What is asked:
Can you give the material as a two-column CSV with columns "request" and "answer", one row each, every field quoted and line breaks turned into spaces? Begin at the line that contains "trace the outline of every instance of the grass" and stop after the end of the material.

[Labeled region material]
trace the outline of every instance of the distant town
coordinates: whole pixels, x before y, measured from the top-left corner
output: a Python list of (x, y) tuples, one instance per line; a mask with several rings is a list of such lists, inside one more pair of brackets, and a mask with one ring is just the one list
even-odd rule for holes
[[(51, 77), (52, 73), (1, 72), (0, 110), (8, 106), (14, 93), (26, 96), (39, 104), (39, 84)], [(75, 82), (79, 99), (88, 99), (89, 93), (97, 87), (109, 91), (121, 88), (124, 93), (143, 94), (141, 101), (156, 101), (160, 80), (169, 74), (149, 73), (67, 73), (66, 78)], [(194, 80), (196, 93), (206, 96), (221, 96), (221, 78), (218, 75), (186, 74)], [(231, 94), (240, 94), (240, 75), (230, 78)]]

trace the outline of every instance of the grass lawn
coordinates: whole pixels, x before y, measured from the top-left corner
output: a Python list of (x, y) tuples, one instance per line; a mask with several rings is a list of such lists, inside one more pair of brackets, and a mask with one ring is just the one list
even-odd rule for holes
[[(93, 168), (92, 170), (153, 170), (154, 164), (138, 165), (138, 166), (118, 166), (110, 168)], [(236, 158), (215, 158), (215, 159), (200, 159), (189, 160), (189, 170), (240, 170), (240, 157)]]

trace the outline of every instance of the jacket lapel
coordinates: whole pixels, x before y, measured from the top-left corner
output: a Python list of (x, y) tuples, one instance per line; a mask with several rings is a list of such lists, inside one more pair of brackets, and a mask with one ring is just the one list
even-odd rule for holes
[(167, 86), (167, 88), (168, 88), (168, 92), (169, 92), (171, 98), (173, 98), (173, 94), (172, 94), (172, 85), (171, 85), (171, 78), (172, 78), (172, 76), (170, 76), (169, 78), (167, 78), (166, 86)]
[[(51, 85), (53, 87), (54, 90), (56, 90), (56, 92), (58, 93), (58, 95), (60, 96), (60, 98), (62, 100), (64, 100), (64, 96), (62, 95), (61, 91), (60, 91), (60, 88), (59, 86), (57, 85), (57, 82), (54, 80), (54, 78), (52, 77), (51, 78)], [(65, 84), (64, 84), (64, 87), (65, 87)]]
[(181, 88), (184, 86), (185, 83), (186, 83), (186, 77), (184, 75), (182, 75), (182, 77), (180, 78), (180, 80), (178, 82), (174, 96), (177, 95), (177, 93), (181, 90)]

Output for this exercise:
request,answer
"trace the outline of every instance of the grass lawn coordinates: whole pixels, x before y, measured from the top-left corner output: a Python list of (x, y) tuples, one instance per line; a mask with several rings is a list of such lists, inside one more pair of brackets, and a mask with one ring is just the one list even-odd rule for holes","[[(93, 168), (92, 170), (153, 170), (154, 164), (138, 165), (138, 166), (118, 166), (110, 168)], [(236, 158), (215, 158), (215, 159), (200, 159), (189, 160), (189, 170), (240, 170), (240, 157)]]"
"trace the outline of every instance of the jacket lapel coordinates: whole pixels, x before y, measured from the top-left corner output: a Python list of (x, y) tuples, one instance per line; a mask with several rings is a list of such lists, inside one more pair of brackets, and a mask with one ring is just the one list even-odd rule for holes","[(167, 86), (167, 88), (168, 88), (168, 92), (169, 92), (171, 98), (173, 98), (173, 94), (172, 94), (172, 85), (171, 85), (171, 78), (172, 78), (172, 76), (170, 76), (169, 78), (167, 78), (166, 86)] [[(51, 85), (53, 87), (54, 90), (56, 90), (56, 92), (58, 93), (58, 95), (60, 96), (60, 98), (62, 100), (64, 100), (64, 96), (62, 95), (61, 91), (60, 91), (60, 88), (59, 86), (57, 85), (57, 82), (54, 80), (54, 78), (52, 77), (51, 78)], [(65, 84), (64, 84), (64, 87), (65, 87)]] [(181, 88), (184, 86), (185, 83), (186, 83), (186, 77), (184, 75), (182, 75), (182, 77), (180, 78), (180, 80), (178, 82), (174, 96), (177, 95), (177, 93), (181, 90)]"